WHAT NEEDS TO BE DONE
Please reproduce the listing word for word, starting with its first line and going on through the line with "Provide the mask of the stadium crowd blur.", with both of those lines included.

EXERCISE MATERIAL
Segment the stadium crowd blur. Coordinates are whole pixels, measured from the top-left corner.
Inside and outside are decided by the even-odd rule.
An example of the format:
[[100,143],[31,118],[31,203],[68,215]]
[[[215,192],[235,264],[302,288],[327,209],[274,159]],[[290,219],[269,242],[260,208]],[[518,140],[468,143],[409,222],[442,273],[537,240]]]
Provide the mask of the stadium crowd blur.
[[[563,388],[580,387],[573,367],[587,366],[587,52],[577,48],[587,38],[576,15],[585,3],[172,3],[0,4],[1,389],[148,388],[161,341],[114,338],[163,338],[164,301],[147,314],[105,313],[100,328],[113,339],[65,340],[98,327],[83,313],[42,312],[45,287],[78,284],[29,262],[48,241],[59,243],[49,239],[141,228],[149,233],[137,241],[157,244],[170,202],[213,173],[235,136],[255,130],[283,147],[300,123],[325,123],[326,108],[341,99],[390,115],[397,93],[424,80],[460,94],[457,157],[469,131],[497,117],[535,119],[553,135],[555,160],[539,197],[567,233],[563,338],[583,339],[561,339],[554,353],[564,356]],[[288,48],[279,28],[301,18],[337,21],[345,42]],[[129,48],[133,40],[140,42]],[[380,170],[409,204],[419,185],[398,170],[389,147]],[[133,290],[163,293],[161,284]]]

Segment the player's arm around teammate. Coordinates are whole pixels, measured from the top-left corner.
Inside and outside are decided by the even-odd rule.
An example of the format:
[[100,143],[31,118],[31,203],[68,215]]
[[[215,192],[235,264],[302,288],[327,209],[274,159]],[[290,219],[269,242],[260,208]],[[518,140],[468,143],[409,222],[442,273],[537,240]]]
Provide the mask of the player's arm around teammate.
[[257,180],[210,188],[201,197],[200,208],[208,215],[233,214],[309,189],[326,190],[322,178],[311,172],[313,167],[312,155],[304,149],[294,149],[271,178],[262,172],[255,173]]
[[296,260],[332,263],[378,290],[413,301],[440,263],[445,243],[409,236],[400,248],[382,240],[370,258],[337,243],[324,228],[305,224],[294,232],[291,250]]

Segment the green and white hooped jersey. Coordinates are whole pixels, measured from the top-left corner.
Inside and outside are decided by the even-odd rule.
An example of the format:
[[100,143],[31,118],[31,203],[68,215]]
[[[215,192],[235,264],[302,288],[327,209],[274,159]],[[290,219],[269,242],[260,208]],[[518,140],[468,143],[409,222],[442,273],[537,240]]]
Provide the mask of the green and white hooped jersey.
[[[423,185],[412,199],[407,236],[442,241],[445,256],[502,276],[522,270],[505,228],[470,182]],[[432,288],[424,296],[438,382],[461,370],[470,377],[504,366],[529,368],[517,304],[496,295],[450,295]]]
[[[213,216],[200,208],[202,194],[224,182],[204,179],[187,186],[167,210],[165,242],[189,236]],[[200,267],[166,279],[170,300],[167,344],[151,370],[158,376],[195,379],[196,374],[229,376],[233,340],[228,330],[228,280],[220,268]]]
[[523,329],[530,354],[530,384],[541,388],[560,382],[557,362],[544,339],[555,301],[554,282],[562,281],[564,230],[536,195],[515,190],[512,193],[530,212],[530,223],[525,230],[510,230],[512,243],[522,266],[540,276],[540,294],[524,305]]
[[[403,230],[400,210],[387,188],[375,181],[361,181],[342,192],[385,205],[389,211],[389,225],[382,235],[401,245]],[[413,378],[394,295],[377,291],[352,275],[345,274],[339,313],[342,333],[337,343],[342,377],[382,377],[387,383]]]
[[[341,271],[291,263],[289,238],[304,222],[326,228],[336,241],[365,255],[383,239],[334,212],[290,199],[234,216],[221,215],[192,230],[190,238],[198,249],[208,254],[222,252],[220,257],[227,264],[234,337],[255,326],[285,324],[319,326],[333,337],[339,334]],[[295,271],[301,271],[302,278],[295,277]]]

PROBLEM SOLUTION
Segment the stadium crowd blur. Coordinates are whole pixels, measured from the top-left corner.
Inside and outside are decided by the even-odd rule.
An example of the format:
[[100,143],[31,118],[31,203],[68,215]]
[[[215,192],[235,264],[302,288],[327,209],[274,159]],[[290,219],[269,242],[260,208]],[[518,140],[468,143],[409,222],[442,273],[537,240]]]
Provide the mask of the stadium crowd blur.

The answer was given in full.